Without changing a single word, output each entry.

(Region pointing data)
*** Block opens ***
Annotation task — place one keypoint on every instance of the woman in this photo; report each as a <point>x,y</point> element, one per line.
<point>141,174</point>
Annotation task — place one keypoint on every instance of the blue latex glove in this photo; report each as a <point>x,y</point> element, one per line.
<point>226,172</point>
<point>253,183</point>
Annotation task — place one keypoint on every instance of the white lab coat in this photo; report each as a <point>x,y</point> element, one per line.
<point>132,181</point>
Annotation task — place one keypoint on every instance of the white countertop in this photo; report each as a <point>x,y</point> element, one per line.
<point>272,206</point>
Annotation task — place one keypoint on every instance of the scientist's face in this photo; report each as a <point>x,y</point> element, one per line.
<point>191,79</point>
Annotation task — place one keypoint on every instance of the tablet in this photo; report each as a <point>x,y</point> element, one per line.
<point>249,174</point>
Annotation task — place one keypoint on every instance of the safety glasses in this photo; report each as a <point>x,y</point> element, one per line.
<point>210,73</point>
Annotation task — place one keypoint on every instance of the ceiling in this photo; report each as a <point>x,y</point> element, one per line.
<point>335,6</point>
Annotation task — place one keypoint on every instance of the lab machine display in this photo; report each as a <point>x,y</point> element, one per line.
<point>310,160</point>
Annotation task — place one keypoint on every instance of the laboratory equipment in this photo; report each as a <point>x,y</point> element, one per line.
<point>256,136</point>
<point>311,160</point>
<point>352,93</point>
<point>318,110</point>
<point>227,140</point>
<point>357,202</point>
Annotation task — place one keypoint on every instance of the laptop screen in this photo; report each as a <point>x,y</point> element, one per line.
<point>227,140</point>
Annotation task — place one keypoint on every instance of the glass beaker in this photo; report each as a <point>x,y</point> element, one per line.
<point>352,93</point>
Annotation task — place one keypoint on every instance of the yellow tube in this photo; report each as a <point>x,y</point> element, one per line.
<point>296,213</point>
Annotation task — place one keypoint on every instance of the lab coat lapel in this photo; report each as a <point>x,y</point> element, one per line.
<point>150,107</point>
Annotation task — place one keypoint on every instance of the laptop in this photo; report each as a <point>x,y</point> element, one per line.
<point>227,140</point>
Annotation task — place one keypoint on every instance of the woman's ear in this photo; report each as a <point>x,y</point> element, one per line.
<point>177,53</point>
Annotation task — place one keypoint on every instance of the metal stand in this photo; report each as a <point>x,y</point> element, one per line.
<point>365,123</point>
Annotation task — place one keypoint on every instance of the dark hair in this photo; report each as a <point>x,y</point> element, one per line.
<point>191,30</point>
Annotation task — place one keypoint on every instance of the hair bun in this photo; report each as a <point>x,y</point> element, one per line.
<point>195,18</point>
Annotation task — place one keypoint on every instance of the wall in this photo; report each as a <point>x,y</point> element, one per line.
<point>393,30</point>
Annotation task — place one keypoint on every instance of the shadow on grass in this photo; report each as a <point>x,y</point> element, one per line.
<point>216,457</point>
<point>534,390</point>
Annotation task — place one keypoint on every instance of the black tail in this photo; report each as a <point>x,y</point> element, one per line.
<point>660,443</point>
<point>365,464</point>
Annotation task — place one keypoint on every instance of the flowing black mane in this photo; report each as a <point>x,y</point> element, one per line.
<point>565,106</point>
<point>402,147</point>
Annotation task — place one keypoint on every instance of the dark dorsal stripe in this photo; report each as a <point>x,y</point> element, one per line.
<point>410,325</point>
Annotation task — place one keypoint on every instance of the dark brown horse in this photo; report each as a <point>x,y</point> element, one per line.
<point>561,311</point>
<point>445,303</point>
*** Block closes ***
→ **Written answer**:
Annotation task — place one keypoint on every instance of the woman in this photo; report each as a <point>x,y</point> element, one per line.
<point>141,174</point>
Annotation task — place one keypoint on every instance of the blue latex glove in this photo; report each as a <point>x,y</point> element, one per line.
<point>226,172</point>
<point>253,183</point>
Annotation task — place one keypoint on every instance of the white lab coat in this photo; report each as a <point>x,y</point> element, one per line.
<point>132,181</point>
Annotation task — place one keypoint on every instance of the white countertop in this photo; report each as a <point>x,y</point> element, one per line.
<point>272,206</point>
Annotation task — place one keypoint on every instance of the scientist's face in this photo; report each as a <point>x,y</point> element, one per line.
<point>191,79</point>
Annotation task — place one keypoint on every instance of the tablet in this photo; report each as a <point>x,y</point> element, one per line.
<point>249,174</point>
Annotation task — place one keypoint on every instance of the safety glasses in this photo; report each as a <point>x,y</point> element, one per line.
<point>210,73</point>
Annotation task — place one keypoint on every instance of the ceiling in this photo; report each as a <point>x,y</point> element, one per line.
<point>335,6</point>
Annotation task — place one keypoint on every instance of the lab machine display in this photo; report each as a <point>x,y</point> element, one per line.
<point>310,160</point>
Annotation task — place one keypoint on every instance of the laboratory equipment in this photo; report each as a <point>x,y</point> element, one per line.
<point>256,136</point>
<point>311,160</point>
<point>352,93</point>
<point>318,110</point>
<point>227,140</point>
<point>357,202</point>
Annotation task — place one keypoint on every instance of the laptop screen in this photo; report each as a <point>x,y</point> element, one per line.
<point>227,140</point>
Annotation task — place one keypoint on every instance of the glass beaker in this photo; report each as a <point>x,y</point> element, one per line.
<point>352,93</point>
Annotation task — place one keypoint on every instance of the yellow tube in this photo; report each as a <point>x,y</point> element, one per line.
<point>296,213</point>
Annotation task — place one keypoint on every instance of the lab coat lapel in this photo; report each as a <point>x,y</point> element, one per line.
<point>150,107</point>
Annotation task — place one keypoint on every instance of the laptop in this photo; report each as a <point>x,y</point> element, one per line.
<point>227,140</point>
Annotation task — place one keypoint on every instance of the woman's ear in this photo; report each as a <point>x,y</point> element, one per line.
<point>177,53</point>
Annotation task — place one keypoint on every instance of the metal stand in this photo; report each as a <point>x,y</point> element, one per line.
<point>365,123</point>
Annotation task — place one keypoint on every instance of the dark hair in this photo; report each as a <point>x,y</point> element, one per line.
<point>191,30</point>
Annotation task — place one keypoint on every instance of the hair bun in this photo; report each as a <point>x,y</point> element, one per line.
<point>195,18</point>
Annotation task — place one keypoint on every instance of the wall in this photo; report each as a <point>x,y</point> element, one per line.
<point>393,30</point>
Annotation task — place one keypoint on every instance of the shadow on grass in this photo; report each as a <point>x,y</point> element, one per line.
<point>216,457</point>
<point>534,390</point>
Annotation task — place one keypoint on every instance of the black tail in this photo; report each as a <point>x,y</point> element, one per line.
<point>660,443</point>
<point>365,464</point>
Annotation task — place one keypoint on every instance of the flowing black mane in this photo; report each as a <point>x,y</point> element, one per line.
<point>565,106</point>
<point>402,147</point>
Annotation task — place one keypoint on every instance of the dark dorsal stripe in this photo; report each as a <point>x,y</point> element, one per line.
<point>410,325</point>
Annotation task — place one keypoint on every instance of the dark brown horse in this photo; report each as a <point>x,y</point> element, one per line.
<point>561,311</point>
<point>445,303</point>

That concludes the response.